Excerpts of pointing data
** Start **
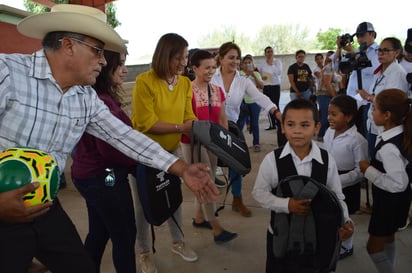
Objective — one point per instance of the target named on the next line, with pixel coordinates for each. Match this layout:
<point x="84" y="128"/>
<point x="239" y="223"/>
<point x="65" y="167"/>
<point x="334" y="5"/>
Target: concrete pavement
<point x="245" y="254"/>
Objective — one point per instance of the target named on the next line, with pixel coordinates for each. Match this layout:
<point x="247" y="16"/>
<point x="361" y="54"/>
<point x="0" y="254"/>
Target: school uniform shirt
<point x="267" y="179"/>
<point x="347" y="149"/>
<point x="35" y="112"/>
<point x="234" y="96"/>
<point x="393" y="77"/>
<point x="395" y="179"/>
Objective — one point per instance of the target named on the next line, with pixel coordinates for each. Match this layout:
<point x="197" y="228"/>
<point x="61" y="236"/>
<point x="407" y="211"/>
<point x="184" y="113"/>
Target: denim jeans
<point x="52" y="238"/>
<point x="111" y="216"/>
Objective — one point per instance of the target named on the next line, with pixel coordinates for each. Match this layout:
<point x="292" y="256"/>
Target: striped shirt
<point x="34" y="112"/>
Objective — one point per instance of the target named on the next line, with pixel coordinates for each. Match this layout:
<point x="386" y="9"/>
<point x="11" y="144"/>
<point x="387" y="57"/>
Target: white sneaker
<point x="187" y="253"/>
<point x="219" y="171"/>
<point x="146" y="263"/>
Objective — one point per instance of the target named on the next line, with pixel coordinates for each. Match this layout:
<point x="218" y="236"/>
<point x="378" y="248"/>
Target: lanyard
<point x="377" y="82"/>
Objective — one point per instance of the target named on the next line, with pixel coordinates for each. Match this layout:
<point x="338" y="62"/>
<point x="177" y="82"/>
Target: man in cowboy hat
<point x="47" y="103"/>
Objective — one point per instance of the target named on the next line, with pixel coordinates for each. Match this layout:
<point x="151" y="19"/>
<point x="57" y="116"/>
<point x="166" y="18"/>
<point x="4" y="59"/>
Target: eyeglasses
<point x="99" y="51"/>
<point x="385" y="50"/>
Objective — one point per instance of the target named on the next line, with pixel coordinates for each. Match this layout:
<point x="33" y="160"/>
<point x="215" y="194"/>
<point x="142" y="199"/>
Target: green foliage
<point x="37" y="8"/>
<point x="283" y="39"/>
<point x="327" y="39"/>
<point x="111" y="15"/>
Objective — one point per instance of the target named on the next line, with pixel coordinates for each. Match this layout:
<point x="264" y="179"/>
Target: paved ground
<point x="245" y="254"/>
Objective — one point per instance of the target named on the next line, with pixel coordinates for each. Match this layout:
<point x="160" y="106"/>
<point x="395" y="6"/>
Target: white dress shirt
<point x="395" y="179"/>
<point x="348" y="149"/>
** End **
** Start **
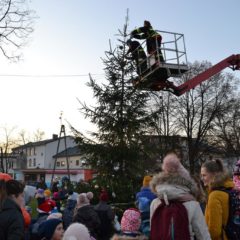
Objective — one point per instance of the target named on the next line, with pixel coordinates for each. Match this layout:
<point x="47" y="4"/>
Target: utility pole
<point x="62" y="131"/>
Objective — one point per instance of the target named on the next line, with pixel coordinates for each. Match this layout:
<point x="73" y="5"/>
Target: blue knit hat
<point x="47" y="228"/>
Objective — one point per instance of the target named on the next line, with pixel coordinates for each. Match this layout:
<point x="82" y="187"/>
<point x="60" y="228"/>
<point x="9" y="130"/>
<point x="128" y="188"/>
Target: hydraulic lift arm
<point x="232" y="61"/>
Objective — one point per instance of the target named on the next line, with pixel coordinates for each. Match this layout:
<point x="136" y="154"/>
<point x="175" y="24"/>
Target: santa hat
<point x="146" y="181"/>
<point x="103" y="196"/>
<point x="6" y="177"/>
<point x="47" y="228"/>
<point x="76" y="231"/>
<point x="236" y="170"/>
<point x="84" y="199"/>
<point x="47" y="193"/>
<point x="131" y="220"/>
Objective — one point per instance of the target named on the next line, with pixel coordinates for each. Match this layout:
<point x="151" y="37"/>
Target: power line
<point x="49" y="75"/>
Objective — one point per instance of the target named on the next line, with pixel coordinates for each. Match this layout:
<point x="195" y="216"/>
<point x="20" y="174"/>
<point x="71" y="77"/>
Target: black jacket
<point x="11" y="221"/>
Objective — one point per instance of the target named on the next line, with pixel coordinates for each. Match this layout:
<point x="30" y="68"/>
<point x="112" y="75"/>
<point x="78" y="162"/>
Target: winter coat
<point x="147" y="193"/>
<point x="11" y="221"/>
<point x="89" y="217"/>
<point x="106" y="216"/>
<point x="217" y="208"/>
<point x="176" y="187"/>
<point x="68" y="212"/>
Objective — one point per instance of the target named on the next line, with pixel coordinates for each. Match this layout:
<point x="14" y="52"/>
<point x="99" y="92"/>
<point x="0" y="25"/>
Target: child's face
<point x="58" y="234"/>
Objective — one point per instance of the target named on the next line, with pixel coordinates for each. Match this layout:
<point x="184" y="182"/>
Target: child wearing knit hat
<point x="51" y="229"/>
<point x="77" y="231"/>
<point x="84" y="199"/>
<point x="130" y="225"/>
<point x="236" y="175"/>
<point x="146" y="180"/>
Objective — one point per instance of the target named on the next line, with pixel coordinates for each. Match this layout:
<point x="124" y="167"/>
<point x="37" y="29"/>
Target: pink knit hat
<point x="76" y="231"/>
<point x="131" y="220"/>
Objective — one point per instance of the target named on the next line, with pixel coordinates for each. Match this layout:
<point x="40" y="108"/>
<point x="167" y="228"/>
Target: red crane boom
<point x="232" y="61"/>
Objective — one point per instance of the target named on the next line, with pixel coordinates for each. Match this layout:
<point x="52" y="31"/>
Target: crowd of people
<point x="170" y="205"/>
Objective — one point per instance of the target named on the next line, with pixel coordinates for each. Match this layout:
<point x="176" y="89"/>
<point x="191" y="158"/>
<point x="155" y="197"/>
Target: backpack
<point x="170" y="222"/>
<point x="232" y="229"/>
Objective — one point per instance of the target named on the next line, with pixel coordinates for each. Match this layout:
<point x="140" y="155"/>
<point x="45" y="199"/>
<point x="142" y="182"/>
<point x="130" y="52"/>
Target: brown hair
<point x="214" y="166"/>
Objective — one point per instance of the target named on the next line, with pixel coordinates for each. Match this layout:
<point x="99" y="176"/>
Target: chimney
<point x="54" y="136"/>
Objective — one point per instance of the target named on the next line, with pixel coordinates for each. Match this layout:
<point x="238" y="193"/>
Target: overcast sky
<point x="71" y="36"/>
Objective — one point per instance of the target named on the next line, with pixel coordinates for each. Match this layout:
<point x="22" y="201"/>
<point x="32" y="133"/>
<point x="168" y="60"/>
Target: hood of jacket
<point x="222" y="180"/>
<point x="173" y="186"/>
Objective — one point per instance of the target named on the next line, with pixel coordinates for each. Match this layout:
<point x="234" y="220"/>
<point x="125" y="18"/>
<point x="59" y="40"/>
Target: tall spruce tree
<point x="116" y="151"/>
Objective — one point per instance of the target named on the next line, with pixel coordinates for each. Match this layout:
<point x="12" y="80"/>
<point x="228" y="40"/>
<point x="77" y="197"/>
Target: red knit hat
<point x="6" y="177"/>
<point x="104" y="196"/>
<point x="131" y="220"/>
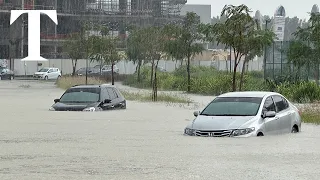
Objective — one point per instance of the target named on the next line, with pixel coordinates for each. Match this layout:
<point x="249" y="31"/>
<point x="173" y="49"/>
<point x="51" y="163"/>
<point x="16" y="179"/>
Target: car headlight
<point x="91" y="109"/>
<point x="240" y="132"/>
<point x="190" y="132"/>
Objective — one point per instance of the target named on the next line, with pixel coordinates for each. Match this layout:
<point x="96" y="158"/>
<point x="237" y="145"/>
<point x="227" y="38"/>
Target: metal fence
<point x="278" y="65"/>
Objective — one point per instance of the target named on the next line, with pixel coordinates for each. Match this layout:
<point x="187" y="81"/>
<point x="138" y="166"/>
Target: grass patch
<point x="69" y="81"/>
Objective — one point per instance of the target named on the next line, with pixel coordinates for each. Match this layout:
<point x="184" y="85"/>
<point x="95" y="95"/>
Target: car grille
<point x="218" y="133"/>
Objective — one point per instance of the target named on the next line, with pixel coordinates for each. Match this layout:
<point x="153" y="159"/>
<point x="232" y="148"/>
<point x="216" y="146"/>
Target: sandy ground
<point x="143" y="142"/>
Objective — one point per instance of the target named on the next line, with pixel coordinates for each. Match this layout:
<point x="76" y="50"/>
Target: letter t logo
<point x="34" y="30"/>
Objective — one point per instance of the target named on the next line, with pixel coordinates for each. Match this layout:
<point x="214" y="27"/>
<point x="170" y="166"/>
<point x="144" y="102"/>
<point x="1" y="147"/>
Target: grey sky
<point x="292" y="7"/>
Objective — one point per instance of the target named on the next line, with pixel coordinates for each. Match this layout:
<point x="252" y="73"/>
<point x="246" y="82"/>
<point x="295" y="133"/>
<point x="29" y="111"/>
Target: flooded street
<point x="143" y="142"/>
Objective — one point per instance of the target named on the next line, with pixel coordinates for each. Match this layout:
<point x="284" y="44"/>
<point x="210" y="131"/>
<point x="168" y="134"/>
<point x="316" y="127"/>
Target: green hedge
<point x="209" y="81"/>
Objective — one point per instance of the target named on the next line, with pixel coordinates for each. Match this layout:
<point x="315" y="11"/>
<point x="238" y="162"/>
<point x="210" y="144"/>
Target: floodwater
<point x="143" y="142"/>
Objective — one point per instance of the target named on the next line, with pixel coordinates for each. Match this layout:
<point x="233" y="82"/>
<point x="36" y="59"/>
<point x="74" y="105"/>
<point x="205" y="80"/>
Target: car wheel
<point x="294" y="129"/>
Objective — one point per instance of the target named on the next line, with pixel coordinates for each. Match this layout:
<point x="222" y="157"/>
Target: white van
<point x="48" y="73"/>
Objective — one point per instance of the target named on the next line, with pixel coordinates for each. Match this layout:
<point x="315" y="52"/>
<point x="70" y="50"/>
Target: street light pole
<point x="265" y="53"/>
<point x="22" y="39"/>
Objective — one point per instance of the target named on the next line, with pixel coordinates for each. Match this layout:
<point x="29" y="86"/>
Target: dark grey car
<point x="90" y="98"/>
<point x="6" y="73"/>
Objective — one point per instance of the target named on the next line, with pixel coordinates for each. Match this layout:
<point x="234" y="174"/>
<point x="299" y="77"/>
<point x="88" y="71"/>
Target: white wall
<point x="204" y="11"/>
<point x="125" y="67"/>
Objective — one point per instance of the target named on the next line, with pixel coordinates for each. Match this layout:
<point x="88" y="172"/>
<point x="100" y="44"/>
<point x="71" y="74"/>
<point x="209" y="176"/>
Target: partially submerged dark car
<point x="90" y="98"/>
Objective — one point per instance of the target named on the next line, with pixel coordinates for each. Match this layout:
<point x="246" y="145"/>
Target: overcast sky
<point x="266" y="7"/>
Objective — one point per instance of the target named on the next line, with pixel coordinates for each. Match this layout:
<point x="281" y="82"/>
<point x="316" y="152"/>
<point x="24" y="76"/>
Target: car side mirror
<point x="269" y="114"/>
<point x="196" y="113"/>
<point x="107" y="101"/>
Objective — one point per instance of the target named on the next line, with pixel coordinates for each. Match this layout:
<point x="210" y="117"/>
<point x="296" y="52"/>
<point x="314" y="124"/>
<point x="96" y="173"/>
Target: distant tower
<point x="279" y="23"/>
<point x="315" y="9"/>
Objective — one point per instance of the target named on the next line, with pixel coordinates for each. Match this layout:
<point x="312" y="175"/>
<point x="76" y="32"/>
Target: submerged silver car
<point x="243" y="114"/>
** End **
Can you locate every line in the entries above that contains the word "street" and copy each one?

Task response -
Target: flooded street
Target: street light pole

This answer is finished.